[What this task involves]
Of the lines in the data below, write out exactly those from the one holding "Target: grass field" through the one holding "each like (427,261).", both included.
——————————
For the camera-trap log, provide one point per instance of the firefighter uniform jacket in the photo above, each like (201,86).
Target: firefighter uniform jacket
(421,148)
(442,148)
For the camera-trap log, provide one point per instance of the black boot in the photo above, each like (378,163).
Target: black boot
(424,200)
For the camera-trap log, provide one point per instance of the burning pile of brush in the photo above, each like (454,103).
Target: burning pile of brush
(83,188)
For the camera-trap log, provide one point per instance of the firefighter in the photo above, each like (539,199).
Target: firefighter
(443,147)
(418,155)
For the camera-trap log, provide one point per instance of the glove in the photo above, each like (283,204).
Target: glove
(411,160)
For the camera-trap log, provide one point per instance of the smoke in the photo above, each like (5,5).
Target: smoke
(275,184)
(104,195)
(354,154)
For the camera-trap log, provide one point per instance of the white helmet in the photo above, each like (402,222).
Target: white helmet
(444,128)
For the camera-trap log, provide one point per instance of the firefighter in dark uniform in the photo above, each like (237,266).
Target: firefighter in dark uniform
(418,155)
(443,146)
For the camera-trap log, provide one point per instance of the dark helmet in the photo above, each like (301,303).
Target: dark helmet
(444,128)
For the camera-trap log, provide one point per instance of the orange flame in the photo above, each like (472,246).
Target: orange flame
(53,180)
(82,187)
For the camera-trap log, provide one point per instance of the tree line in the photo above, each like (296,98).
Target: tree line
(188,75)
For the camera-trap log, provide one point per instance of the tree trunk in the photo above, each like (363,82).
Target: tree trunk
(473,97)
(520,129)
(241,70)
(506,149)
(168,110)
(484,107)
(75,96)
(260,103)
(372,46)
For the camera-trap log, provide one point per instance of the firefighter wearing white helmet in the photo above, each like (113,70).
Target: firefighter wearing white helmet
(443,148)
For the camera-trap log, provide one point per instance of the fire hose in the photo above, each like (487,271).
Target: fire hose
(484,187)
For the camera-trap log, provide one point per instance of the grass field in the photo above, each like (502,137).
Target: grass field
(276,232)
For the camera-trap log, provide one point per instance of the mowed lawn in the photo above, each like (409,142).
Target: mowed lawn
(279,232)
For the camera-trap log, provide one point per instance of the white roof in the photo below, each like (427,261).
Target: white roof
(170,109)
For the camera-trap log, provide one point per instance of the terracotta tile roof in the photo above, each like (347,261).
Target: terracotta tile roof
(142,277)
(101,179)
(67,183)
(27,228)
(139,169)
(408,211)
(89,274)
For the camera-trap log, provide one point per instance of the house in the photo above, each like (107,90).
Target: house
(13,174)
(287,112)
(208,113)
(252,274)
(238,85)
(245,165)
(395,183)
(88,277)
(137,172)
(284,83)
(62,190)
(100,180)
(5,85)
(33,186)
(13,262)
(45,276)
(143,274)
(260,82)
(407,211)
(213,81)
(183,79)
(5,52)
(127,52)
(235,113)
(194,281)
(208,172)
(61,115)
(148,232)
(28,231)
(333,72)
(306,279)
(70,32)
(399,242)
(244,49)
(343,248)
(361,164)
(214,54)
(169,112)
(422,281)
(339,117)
——————————
[Answer section]
Target: grass field
(276,232)
For the camera-trap log, provide one point per instance of the mowed lawn in the photo above, each like (409,142).
Target: mowed lawn
(279,232)
For the camera-trap log, provide one point per instance of the white roof in the photo below, each like (427,261).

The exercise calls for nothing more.